start PROVIDED INFORMATION

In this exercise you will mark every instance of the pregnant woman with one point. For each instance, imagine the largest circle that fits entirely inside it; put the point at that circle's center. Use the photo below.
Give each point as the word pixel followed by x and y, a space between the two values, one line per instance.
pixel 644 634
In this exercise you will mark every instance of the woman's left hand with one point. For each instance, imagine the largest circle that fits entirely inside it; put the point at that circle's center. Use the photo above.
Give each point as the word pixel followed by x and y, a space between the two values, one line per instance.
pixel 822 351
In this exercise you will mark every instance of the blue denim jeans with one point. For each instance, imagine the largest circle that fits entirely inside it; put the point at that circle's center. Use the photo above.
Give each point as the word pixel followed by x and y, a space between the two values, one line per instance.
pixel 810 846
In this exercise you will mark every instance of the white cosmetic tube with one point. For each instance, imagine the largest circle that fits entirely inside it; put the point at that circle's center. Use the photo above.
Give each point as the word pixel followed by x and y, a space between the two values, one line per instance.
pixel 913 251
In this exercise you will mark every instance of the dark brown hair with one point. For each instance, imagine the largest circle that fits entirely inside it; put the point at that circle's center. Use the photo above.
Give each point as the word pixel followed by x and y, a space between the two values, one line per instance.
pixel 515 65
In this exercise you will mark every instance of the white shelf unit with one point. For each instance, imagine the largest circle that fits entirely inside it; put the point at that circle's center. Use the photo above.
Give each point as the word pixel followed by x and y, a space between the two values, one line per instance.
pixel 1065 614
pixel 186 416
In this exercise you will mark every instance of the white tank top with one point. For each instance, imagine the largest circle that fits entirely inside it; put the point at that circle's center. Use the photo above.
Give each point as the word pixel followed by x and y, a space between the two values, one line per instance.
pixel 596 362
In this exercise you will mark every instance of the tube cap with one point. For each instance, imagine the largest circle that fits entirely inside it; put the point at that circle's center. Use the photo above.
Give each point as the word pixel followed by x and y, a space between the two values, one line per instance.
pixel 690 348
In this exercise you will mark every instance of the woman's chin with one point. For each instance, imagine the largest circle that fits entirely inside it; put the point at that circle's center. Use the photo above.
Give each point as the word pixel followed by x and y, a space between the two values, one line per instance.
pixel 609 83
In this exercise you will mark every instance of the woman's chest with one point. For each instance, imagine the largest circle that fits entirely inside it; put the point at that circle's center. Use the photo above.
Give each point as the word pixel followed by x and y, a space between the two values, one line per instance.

end PROVIDED INFORMATION

PROBLEM: Every entry should be printed again exactly as written.

FINAL RESULT:
In this exercise you will mark every instance of the pregnant woman with one point. For each instance, imagine the largest circle that fits entirely inside it; put the point at that circle's center. Use the photo below.
Give each point as the word pixel followed by x and y, a space between the two values, one line per instance.
pixel 644 634
In this exercise you will mark every instance of the woman's left hand with one point. For each instance, imagine the largest circle that fits entirely inside it; put the point at that circle's center. Use the photo above.
Give each point as the word pixel followed by x and y, a space between the two values, one line per instance.
pixel 822 351
In this exercise you will mark every instance of the blue denim jeans with one point. For each instance, imagine the largest circle that fits entirely inside it; put the point at that circle's center. Use the photo above.
Give each point as the word pixel followed by x and y, a space between the two values, one line per instance.
pixel 810 846
In this exercise you will mark every instance of the white cosmetic tube with one point. For each instance, imagine the largest circle that fits entirely inside it; put the point at that circle's center. Use the photo above.
Give each point as the word pixel followed by x and y, a space between the two values, one line per instance.
pixel 913 251
In this exercise you will mark every instance of the dark brown hair with one point. For each instance, imagine the largest circle that fits entirely inside it; put the point at that circle's center. Use the photo above.
Give each point as the word pixel followed by x and y, a space between the two values, one line per instance.
pixel 515 65
In this exercise you will mark every instance of the white shelf unit with one point. For each instance, imagine the largest circle that fits entirely inside it; put the point at that circle's center. Use the photo above.
Give each point as the word pixel followed by x and y, a space between the two values, one line per instance.
pixel 1065 614
pixel 186 416
In this exercise you will mark every instance of the white tank top with one point. For each instance, imagine the largest circle that fits entirely inside it; put the point at that circle's center. Use the photo above.
Give each point as the word pixel followed by x and y, a space between the two values, one line per instance.
pixel 596 362
In this exercise you will mark every instance of the tube cap with one point. For each instance, imagine the largest circle that fits entirely inside it; put the point at that circle's center. Use the photo above.
Give each point as the word pixel followed by x and y, a space between the two values, one line per instance.
pixel 690 348
In this exercise you will mark every instance of the woman's chin with one point. For each instance, imagine the largest circle that fits entirely inside it; put the point at that circle's center. Use the photo above.
Give each point as the word pixel followed by x and y, a space between the two values, one line per instance.
pixel 609 83
In this exercise you will mark every instance of the woman's chest with one point. For each instance, imagine the largest circle that fits entirely inside it; put the point at that circle's center. Use the photo above.
Give each point as the word pixel followed by x and y, a space between the two values, one line per instance.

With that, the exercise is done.